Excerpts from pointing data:
start
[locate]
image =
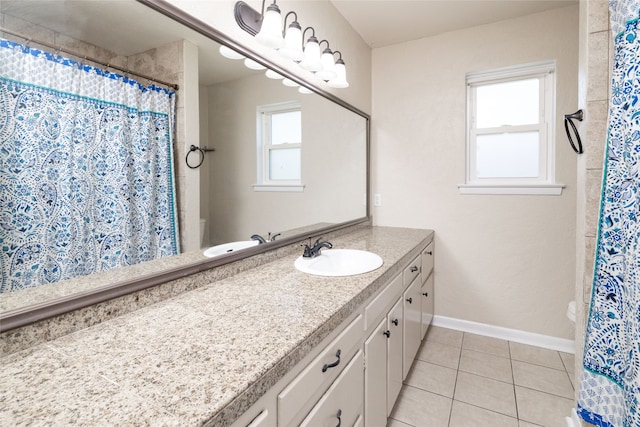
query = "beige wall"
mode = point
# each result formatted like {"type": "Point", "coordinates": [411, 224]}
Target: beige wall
{"type": "Point", "coordinates": [319, 14]}
{"type": "Point", "coordinates": [506, 261]}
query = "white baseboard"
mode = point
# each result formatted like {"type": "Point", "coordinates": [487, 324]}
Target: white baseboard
{"type": "Point", "coordinates": [544, 341]}
{"type": "Point", "coordinates": [573, 420]}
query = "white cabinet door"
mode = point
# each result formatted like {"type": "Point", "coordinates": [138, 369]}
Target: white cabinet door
{"type": "Point", "coordinates": [427, 304]}
{"type": "Point", "coordinates": [375, 376]}
{"type": "Point", "coordinates": [394, 355]}
{"type": "Point", "coordinates": [412, 325]}
{"type": "Point", "coordinates": [343, 402]}
{"type": "Point", "coordinates": [427, 261]}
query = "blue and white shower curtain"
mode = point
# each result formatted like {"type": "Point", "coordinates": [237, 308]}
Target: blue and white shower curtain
{"type": "Point", "coordinates": [609, 392]}
{"type": "Point", "coordinates": [86, 169]}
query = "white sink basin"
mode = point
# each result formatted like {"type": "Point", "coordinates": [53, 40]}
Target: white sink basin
{"type": "Point", "coordinates": [225, 248]}
{"type": "Point", "coordinates": [339, 262]}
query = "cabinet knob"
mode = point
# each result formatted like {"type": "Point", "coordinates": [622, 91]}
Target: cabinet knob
{"type": "Point", "coordinates": [332, 365]}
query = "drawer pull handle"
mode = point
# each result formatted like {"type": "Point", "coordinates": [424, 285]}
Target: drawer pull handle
{"type": "Point", "coordinates": [332, 365]}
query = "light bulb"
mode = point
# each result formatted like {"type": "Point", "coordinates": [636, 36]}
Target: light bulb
{"type": "Point", "coordinates": [270, 34]}
{"type": "Point", "coordinates": [340, 80]}
{"type": "Point", "coordinates": [292, 48]}
{"type": "Point", "coordinates": [328, 68]}
{"type": "Point", "coordinates": [289, 82]}
{"type": "Point", "coordinates": [273, 75]}
{"type": "Point", "coordinates": [227, 52]}
{"type": "Point", "coordinates": [311, 61]}
{"type": "Point", "coordinates": [250, 63]}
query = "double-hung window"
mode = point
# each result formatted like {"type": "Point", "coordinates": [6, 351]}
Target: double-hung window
{"type": "Point", "coordinates": [279, 145]}
{"type": "Point", "coordinates": [510, 131]}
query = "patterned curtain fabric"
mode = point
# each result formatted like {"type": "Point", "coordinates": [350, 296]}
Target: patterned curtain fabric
{"type": "Point", "coordinates": [610, 386]}
{"type": "Point", "coordinates": [86, 169]}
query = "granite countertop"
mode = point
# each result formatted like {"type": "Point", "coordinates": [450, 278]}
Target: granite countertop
{"type": "Point", "coordinates": [202, 357]}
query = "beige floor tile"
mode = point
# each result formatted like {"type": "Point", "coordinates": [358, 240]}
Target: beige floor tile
{"type": "Point", "coordinates": [536, 355]}
{"type": "Point", "coordinates": [464, 415]}
{"type": "Point", "coordinates": [395, 423]}
{"type": "Point", "coordinates": [433, 378]}
{"type": "Point", "coordinates": [486, 365]}
{"type": "Point", "coordinates": [542, 408]}
{"type": "Point", "coordinates": [444, 336]}
{"type": "Point", "coordinates": [420, 408]}
{"type": "Point", "coordinates": [543, 379]}
{"type": "Point", "coordinates": [486, 393]}
{"type": "Point", "coordinates": [569, 361]}
{"type": "Point", "coordinates": [484, 344]}
{"type": "Point", "coordinates": [439, 354]}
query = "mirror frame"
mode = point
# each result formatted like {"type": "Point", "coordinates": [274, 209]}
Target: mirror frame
{"type": "Point", "coordinates": [17, 318]}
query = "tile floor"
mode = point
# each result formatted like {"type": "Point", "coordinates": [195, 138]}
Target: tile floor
{"type": "Point", "coordinates": [461, 379]}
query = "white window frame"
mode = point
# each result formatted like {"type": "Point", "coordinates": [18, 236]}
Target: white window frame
{"type": "Point", "coordinates": [545, 182]}
{"type": "Point", "coordinates": [264, 148]}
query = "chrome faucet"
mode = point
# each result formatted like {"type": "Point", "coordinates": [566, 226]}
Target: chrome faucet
{"type": "Point", "coordinates": [314, 251]}
{"type": "Point", "coordinates": [262, 240]}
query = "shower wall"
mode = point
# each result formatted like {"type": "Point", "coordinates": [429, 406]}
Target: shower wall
{"type": "Point", "coordinates": [169, 63]}
{"type": "Point", "coordinates": [596, 44]}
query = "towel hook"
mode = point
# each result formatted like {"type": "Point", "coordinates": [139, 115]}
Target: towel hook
{"type": "Point", "coordinates": [201, 151]}
{"type": "Point", "coordinates": [578, 115]}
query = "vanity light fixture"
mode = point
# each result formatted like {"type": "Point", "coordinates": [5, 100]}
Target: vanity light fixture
{"type": "Point", "coordinates": [250, 63]}
{"type": "Point", "coordinates": [268, 29]}
{"type": "Point", "coordinates": [270, 33]}
{"type": "Point", "coordinates": [326, 61]}
{"type": "Point", "coordinates": [340, 80]}
{"type": "Point", "coordinates": [230, 53]}
{"type": "Point", "coordinates": [273, 75]}
{"type": "Point", "coordinates": [292, 48]}
{"type": "Point", "coordinates": [311, 61]}
{"type": "Point", "coordinates": [290, 83]}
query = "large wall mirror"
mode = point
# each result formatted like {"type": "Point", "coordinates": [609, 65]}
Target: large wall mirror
{"type": "Point", "coordinates": [225, 199]}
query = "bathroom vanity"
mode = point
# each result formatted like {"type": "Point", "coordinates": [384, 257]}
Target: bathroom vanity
{"type": "Point", "coordinates": [268, 346]}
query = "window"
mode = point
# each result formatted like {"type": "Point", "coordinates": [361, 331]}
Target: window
{"type": "Point", "coordinates": [510, 139]}
{"type": "Point", "coordinates": [279, 147]}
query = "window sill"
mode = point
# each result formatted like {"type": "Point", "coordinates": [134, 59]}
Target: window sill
{"type": "Point", "coordinates": [530, 189]}
{"type": "Point", "coordinates": [296, 188]}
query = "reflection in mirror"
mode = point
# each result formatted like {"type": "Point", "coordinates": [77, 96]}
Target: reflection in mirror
{"type": "Point", "coordinates": [232, 195]}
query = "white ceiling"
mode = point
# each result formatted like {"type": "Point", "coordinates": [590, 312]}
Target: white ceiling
{"type": "Point", "coordinates": [127, 27]}
{"type": "Point", "coordinates": [386, 22]}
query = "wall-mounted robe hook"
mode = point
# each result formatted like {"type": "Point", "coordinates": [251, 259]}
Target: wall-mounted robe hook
{"type": "Point", "coordinates": [201, 151]}
{"type": "Point", "coordinates": [578, 115]}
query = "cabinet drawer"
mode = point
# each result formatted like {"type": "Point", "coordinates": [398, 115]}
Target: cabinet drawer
{"type": "Point", "coordinates": [342, 404]}
{"type": "Point", "coordinates": [378, 307]}
{"type": "Point", "coordinates": [427, 261]}
{"type": "Point", "coordinates": [319, 374]}
{"type": "Point", "coordinates": [411, 271]}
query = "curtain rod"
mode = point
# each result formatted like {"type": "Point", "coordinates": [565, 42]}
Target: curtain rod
{"type": "Point", "coordinates": [87, 58]}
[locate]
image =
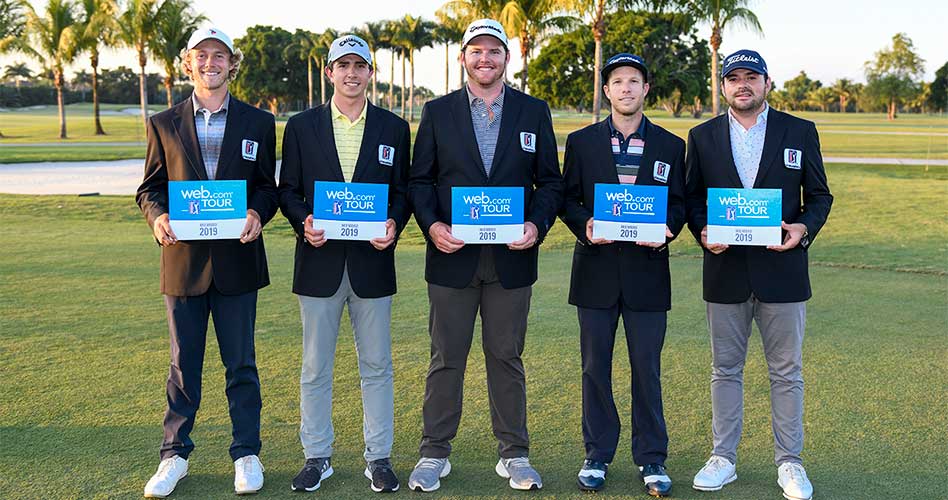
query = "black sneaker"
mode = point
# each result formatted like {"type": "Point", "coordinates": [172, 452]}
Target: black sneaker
end
CHALLENGE.
Identify every line in the lines above that contains the word "large", and copy each one out. Case counts.

RESPONSE FOR THIS EXERCISE.
query = "large wall mirror"
Target: large wall mirror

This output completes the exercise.